PROBLEM REQUIREMENTS: Write a continuation of the corporate disclosure below on pending lawsuits and FERC regulatory matters, beginning after its final sentence.

SELECTED EXTRACT:

---------------

A natural gas producer has filed a claim on behalf of the U.S. government
in the U.S. District Court for the District of Columbia under the federal False
Claims Act. The Second Amended Complaint filed on May 24, 1996, against seventy
(70) defendants, including ANR Pipeline Company ("ANR Pipeline"), CIG and
Coastal States Gas Transmission Company, alleges that the defendants' methods of
measuring the heating content and volume of natural gas purchased from
federally-owned or Indian properties have caused underpayment of royalties to
the U.S. government. The Company's subsidiaries, together with the other
pipeline defendants, have filed a motion to dismiss.

In October 1996, the Company, along with several subsidiaries, was named as
a defendant in a suit filed by several former and current African American
employees in the United States District Court, Southern District of Texas. The
suit alleges racially discriminatory employment policies and practices and seeks
damages in the amount of at least $100 million and punitive damages of at least
three times that amount. Plaintiffs' counsel are seeking to have the suit
certified as a class action. Coastal vigorously denies these allegations and has
filed responsive pleadings.


F-33



Numerous other lawsuits and other proceedings which have arisen in the
ordinary course of business are pending or threatened against the Company or its
subsidiaries.

Although no assurances can be given and no determination can be made at
this time as to the outcome of any particular lawsuit or proceeding, the Company
believes there are meritorious defenses to substantially all of the above claims
and that any liability which may finally be determined should not have a
material adverse effect on the Company's consolidated financial position,
results of operations or cash flows.

Regulatory Matters. On January 31, 1996, the FERC issued a "Statement of
Policy and Request for Comments" (the "Policy") with respect to a pipeline's
ability to negotiate and charge rates for individual customers' services which
would not be limited to the "cost-based" rates established by the FERC in
traditional rate making. Under this Policy, a pipeline and a customer will be
allowed to negotiate a contract which provides for rates and charges that exceed
the pipeline's posted maximum tariff rates, provided that the shipper agreeing
to such negotiated rates has the ability to elect to receive service at the
pipeline's posted maximum rate (known as a "recourse rate"). To implement this
Policy, a pipeline must make an initial tariff filing with the FERC to indicate
that it intends to contract for services under this Policy, and subsequent
tariff filings will indicate each time the pipeline negotiates a rate for
service which exceeds the recourse rate. The FERC is also considering comments
on whether this "negotiated rate" program should be extended to other terms and
conditions of pipeline transportation services.

On July 31, 1996, the FERC also issued a "Notice of Proposed Rulemaking"
requesting comments on various aspects of secondary market transactions on
interstate natural gas pipelines, including the comparability of pipeline
capacity with released capacity.

---------------

STORED ROWS:
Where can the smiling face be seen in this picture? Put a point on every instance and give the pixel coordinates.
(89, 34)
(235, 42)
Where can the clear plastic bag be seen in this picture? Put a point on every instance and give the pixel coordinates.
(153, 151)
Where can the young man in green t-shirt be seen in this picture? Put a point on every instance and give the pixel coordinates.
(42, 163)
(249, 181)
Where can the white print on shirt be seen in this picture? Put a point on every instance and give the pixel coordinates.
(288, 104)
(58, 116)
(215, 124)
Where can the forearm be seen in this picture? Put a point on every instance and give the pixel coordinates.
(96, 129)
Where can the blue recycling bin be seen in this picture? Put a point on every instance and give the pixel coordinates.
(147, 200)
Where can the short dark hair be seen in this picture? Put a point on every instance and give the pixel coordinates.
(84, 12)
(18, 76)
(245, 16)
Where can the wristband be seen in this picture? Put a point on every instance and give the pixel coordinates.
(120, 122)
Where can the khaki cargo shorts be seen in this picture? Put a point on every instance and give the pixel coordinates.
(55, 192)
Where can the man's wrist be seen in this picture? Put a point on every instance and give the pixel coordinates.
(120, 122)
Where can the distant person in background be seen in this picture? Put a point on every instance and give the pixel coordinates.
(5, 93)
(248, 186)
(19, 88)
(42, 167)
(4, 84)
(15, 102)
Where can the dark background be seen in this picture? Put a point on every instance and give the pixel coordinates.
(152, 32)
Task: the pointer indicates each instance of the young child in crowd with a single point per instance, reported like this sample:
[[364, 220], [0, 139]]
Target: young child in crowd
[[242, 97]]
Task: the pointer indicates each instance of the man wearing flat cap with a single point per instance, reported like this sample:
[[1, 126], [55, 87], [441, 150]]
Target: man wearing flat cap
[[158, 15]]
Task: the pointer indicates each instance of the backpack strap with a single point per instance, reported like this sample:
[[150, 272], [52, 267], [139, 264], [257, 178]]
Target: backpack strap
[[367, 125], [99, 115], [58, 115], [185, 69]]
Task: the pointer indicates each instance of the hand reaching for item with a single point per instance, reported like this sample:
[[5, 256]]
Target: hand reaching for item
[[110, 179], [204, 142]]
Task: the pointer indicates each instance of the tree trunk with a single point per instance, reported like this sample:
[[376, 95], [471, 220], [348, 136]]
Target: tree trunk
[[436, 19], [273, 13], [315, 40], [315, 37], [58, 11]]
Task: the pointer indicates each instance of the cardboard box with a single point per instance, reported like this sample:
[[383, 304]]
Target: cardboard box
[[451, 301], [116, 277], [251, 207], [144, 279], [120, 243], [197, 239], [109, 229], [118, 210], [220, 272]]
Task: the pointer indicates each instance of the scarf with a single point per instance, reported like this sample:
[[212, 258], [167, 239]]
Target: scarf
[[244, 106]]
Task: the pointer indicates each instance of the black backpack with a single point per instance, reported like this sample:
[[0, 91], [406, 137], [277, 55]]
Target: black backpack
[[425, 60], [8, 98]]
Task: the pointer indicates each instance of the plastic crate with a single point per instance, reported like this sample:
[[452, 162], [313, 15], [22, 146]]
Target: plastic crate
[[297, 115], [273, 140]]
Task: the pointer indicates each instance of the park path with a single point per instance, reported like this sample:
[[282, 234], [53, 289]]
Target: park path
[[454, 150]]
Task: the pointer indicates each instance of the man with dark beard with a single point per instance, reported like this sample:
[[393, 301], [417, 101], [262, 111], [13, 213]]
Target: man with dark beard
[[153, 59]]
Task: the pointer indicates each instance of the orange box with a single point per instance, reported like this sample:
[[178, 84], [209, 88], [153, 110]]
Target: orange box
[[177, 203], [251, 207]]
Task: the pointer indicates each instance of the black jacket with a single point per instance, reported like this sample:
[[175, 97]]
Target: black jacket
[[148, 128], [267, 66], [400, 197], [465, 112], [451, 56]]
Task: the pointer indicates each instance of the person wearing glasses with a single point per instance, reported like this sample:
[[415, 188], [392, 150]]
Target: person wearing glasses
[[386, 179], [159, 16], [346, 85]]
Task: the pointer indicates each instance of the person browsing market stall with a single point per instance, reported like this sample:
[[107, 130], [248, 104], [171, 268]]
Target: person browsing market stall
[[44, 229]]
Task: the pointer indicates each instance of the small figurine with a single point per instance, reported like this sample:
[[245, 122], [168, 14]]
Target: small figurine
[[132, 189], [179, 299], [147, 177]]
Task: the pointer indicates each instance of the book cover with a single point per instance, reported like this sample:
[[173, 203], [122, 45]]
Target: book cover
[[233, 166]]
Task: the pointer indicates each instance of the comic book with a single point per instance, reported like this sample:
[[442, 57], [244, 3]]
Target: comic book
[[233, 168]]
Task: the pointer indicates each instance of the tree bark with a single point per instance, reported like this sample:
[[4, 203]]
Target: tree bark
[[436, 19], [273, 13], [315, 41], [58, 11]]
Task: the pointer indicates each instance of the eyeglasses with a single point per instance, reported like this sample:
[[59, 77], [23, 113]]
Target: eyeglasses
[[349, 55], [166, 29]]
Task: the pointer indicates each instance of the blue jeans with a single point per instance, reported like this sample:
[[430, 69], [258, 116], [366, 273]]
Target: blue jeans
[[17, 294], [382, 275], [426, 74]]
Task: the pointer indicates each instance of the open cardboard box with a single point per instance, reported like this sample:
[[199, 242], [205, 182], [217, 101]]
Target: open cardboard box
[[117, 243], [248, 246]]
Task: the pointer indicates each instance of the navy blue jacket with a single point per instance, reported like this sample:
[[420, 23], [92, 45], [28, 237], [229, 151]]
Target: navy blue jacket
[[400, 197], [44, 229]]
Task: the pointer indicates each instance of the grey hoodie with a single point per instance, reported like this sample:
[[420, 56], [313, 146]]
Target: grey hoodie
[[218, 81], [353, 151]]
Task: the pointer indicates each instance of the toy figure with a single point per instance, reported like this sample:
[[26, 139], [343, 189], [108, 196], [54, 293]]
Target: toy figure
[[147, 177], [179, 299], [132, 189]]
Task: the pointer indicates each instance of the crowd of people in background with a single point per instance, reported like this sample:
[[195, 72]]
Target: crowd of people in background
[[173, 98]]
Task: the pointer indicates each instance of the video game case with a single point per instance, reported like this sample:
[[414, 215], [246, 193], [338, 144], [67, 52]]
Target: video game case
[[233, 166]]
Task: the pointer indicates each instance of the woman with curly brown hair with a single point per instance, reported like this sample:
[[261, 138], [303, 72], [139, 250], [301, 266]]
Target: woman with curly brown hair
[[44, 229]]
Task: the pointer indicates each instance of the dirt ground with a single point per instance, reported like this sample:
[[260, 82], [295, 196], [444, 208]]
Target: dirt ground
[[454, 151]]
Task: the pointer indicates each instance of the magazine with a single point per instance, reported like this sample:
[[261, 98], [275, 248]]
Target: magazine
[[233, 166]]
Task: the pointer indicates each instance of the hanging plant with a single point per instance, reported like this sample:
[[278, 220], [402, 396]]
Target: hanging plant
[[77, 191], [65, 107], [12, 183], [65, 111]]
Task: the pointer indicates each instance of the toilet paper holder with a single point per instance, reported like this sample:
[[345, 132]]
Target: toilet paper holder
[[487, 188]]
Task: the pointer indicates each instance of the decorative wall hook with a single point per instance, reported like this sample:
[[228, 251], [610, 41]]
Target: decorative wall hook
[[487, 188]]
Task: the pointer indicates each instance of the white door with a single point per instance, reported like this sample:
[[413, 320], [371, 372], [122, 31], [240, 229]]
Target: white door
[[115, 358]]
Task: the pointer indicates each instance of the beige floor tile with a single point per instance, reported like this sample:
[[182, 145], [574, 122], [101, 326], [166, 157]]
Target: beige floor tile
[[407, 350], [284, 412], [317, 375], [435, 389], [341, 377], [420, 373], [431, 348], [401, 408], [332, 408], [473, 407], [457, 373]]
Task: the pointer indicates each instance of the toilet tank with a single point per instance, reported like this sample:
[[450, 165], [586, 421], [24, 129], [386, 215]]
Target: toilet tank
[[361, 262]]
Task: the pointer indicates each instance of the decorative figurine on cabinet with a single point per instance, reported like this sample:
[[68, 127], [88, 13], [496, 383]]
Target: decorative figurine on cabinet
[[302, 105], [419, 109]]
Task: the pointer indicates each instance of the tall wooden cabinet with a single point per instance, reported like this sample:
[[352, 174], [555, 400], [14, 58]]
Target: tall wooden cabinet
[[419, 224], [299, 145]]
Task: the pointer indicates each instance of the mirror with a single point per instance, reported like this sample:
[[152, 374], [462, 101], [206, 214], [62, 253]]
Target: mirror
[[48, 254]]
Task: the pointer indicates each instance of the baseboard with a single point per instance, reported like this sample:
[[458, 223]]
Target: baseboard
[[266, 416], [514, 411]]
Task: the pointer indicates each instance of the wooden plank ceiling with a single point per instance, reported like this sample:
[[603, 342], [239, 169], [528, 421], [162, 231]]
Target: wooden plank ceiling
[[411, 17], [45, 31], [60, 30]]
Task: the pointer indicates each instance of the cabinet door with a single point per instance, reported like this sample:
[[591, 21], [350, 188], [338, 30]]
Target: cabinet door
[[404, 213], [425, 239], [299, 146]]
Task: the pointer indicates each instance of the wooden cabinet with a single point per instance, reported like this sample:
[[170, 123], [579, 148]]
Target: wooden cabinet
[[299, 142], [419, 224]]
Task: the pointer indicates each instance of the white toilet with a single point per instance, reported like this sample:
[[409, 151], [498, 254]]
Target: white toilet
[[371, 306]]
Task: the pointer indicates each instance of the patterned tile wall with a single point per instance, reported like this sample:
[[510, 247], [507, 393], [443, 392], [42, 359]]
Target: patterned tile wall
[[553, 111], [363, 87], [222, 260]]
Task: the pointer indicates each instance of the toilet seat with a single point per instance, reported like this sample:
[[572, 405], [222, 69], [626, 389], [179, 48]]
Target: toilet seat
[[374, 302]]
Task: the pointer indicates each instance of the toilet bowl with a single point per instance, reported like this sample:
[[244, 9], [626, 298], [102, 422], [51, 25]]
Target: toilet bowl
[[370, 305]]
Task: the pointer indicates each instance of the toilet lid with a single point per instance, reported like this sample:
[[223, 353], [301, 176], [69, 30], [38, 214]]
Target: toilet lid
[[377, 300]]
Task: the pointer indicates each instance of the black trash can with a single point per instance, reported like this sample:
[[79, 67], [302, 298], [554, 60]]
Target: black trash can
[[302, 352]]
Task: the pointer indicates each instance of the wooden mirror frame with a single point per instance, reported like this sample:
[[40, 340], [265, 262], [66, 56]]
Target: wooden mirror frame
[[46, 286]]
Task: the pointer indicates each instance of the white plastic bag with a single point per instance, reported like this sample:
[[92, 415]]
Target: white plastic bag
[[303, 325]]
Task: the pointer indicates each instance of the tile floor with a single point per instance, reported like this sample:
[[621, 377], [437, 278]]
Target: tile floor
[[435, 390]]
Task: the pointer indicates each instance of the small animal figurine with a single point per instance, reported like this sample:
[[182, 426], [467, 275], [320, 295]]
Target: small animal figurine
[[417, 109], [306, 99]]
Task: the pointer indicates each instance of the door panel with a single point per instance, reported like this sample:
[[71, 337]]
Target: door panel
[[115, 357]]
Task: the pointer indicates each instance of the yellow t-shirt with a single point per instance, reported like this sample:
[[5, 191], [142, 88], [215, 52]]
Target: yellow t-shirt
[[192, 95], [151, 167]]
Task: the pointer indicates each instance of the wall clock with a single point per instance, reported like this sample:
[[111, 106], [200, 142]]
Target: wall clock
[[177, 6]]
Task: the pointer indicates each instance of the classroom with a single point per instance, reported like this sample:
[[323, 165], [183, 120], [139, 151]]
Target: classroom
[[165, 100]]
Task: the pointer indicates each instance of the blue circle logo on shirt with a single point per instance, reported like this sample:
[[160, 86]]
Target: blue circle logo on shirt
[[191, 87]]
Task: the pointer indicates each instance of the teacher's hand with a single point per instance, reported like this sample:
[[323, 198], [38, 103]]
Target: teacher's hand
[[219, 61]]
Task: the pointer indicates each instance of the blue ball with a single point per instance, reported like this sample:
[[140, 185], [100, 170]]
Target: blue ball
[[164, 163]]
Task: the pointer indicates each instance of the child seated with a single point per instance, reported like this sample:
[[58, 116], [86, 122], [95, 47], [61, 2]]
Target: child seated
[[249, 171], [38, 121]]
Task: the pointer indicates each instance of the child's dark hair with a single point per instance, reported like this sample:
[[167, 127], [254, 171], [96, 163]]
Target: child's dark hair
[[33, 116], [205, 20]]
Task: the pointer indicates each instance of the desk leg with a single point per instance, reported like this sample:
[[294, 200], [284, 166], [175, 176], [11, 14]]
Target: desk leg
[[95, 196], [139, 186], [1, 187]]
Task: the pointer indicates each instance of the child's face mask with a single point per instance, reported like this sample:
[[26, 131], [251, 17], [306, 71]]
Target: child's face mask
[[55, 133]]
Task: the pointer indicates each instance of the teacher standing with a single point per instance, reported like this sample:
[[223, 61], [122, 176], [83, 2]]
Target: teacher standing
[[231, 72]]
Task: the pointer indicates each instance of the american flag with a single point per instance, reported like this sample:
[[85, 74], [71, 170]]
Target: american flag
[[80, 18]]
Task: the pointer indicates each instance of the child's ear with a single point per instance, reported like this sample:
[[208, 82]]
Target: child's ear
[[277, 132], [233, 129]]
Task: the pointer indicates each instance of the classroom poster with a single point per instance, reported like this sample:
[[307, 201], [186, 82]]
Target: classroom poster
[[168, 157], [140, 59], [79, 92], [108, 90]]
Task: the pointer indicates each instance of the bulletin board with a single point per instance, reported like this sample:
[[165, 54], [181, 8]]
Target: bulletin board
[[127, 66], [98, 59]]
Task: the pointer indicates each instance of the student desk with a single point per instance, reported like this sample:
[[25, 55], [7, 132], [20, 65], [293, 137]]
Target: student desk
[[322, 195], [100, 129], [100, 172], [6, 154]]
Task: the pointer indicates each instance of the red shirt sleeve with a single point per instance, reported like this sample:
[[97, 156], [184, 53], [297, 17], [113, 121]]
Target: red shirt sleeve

---------------

THE ANSWER:
From November 1, 1992 to November 1, 1993, gas inventory demand charges
were collected from ANR Pipeline's former resale customers. This method of gas
cost recovery required refunds for any over-collections . In April 1994, ANR
Pipeline filed with the FERC a refund report showing over-collections and
proposing refunds totaling $45.1 million. Certain customers disputed the level
of those refunds. The FERC approved ANR Pipeline's refund allocation methodology
and ANR Pipeline, in March 1995, paid undisputed refunds of $45.1 million,
together with applicable interest, subject to further investigation of
customers' claims. The FERC's approval of ANR Pipeline's refund allocation
methodology was upheld by the United States Court of Appeals for the D.C.
Circuit in April 1996. Disputed issues related to the refunds are the subject of
further proceedings before the FERC.

In July 1996, the United States Court of Appeals for the D.C. Circuit
upheld the basic structure of the FERC's Order 636 (issued in April 1992) and
remanded to the FERC, for further consideration, certain limited aspects of the
Order , such as the basis for its determination of the recovery by the pipelines
of the full level of their prudently incurred transition costs. Several persons,
including ANR Pipeline, have appealed the rate and other aspects of the FERC's
orders approving ANR Pipeline's Order 636 restructuring filings and those
appeals are the subject of further proceedings before the Court.

ANR Pipeline filed a general rate increase on November 1, 1993. Issues
related to the general rate increase are the subject of continuing FERC and
judicial proceedings. Under a March 1994 order, certain costs were reduced or
eliminated, resulting in revised rates that reflect an $85.7 million increase in
the cost of service underlying that approved and a $182.8 million increase over
the cost of service underlying ANR Pipeline's approved rates for its Order 636
restructured services. In September 1994, the FERC accepted ANR Pipeline's
filing to place the new rates into effect May 1, 1994, subject to further
modifications. ANR Pipeline submitted revised rates in compliance with this
order in October 1994, which rates are currently in effect, subject to refund.
In January 1997, an Initial Decision was issued on the issues set for hearing by
the March 1994 Order. That Initial Decision, which accepted some but not all of
ANR Pipeline's rate change proposals, does not take effect until reviewed by the
FERC. ANR Pipeline will file exceptions as to some of the negative findings in
the Initial Decision.

The FERC has also issued a series of orders in ANR Pipeline's rate
proceeding that apply a new policy governing the order of attribution of
revenues received by ANR Pipeline related to transition costs under Order 636.
Under that new policy, ANR Pipeline is required to first attribute the revenues
it receives for its services to the recovery of its transition costs under Order
636 rather than to the recovery of its base cost of service. The FERC's change
in its revenue


F-34



attribution policy has the effect of understating ANR Pipeline's currently
effective maximum rates and accelerating its amortization of transition costs
for regulatory accounting purposes. In light of the FERC's policy, ANR Pipeline
has filed with the FERC to increase its discount recovery adjustment in its
pending rate proceeding. ANR Pipeline has sought judicial review of these orders
before the United States Court of Appeals for the D.C. Circuit.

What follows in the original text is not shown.